▸ **EXERCISE DETAILS**:
Lay out every line of the rows below as a numbered list, omitting any blank lines.
━━ RECORDS
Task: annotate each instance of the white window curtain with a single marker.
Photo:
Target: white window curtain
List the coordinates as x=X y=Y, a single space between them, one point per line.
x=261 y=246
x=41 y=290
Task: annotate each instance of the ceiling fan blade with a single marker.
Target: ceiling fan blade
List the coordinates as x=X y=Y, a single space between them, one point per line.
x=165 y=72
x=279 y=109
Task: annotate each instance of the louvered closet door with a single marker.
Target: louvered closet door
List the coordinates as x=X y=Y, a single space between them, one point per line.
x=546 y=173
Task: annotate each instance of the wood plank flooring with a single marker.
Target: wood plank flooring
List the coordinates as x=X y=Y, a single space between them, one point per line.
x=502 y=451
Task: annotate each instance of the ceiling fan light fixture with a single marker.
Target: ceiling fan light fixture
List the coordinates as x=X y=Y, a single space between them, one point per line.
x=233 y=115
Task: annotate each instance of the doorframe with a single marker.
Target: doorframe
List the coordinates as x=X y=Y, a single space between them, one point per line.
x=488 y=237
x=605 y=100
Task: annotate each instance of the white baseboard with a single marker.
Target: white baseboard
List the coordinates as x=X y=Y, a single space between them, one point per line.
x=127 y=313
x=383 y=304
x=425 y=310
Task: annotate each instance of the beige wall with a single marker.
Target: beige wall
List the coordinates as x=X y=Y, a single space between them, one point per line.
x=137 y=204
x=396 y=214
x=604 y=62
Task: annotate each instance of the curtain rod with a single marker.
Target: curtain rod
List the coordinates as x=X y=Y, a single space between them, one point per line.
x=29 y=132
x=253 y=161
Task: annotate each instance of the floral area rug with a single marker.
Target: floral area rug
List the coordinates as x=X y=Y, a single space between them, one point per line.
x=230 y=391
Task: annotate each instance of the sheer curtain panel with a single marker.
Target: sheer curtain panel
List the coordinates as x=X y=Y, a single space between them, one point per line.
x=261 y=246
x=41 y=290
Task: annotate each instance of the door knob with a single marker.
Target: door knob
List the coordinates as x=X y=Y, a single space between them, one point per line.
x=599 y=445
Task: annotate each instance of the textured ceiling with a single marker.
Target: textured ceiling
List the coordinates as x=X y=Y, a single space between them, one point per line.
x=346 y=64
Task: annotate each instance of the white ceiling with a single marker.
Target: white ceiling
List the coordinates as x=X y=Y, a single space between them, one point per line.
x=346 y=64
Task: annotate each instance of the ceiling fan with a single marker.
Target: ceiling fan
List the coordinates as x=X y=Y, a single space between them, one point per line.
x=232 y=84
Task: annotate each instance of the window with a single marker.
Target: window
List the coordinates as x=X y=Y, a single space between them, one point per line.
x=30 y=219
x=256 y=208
━━━━
▸ **EXERCISE OUTPUT**:
1. Task: annotate each instance of the white window curtain with a single marker.
2. Photo:
3. Target: white window curtain
4. List the coordinates as x=X y=Y, a single space between them, one point per line.
5. x=261 y=246
6. x=41 y=290
7. Task: annotate each instance of the ceiling fan blade with a single marker.
8. Target: ceiling fan blade
9. List the coordinates as x=X y=Y, a single space between them, one point per line.
10. x=165 y=72
11. x=279 y=109
12. Task: annotate each instance of the louvered closet door with a single marker.
13. Target: louvered closet door
14. List the coordinates as x=X y=Y, a single space between them, one point per line.
15. x=546 y=173
16. Task: annotate each instance of the wood plank flooring with a single marker.
17. Target: wood plank flooring
18. List the coordinates as x=X y=Y, a single space between them, one point per line.
19. x=502 y=451
20. Task: annotate each instance of the ceiling fan light fixture with a single marker.
21. Target: ceiling fan light fixture
22. List the coordinates as x=X y=Y, a single space between them, one point per line.
23. x=233 y=115
24. Task: annotate each instance of the doorframe with a single marker.
25. Target: doorframe
26. List the coordinates as x=X y=Y, a single space between them, one point per line.
27. x=488 y=237
28. x=605 y=100
29. Task: annotate each instance of the white baseboard with a single marker.
30. Target: white baseboard
31. List the coordinates as x=X y=Y, a single space between them, one point per line.
32. x=127 y=313
33. x=383 y=304
34. x=425 y=310
35. Task: annotate each instance of the beige wall with a single marker.
36. Target: beige wall
37. List the coordinates as x=X y=Y, a single space between them, one point per line.
38. x=137 y=204
39. x=396 y=214
40. x=604 y=62
41. Task: annotate each instance of the curtain rod with a single marker.
42. Target: curtain rod
43. List the coordinates as x=X y=Y, a single space between them, one point per line.
44. x=29 y=132
45. x=253 y=161
46. Task: annotate each instance of the floral area rug with a single marker.
47. Target: floral area rug
48. List the coordinates as x=X y=Y, a single space between them, one point per line.
49. x=230 y=391
50. Task: annotate each instance of the sheer curtain panel with a single marker.
51. Target: sheer curtain panel
52. List the coordinates as x=X y=Y, a single space between them, one point per line.
53. x=261 y=246
54. x=41 y=290
55. Task: annotate each instance of the door knob with a single marker.
56. Target: door knob
57. List the coordinates as x=X y=Y, a single space between them, one point per line.
58. x=599 y=445
59. Task: annotate each instance of the textured ceiling with a single marker.
60. Target: textured ceiling
61. List the coordinates as x=X y=Y, a single space between them, one point per line.
62. x=346 y=64
63. Task: annotate each instance of the white ceiling with a single marker.
64. Target: white ceiling
65. List the coordinates as x=X y=Y, a single space between them, one point per line.
66. x=346 y=64
67. Task: annotate each instance of the ceiling fan with a single marker.
68. Target: ceiling fan
69. List the coordinates as x=X y=Y, a single space between them, one point per line.
70. x=232 y=84
71. Task: annotate each instance of the window with a single marker.
72. Target: window
73. List the coordinates as x=X y=Y, a single space between them, one point per line.
74. x=30 y=219
75. x=256 y=208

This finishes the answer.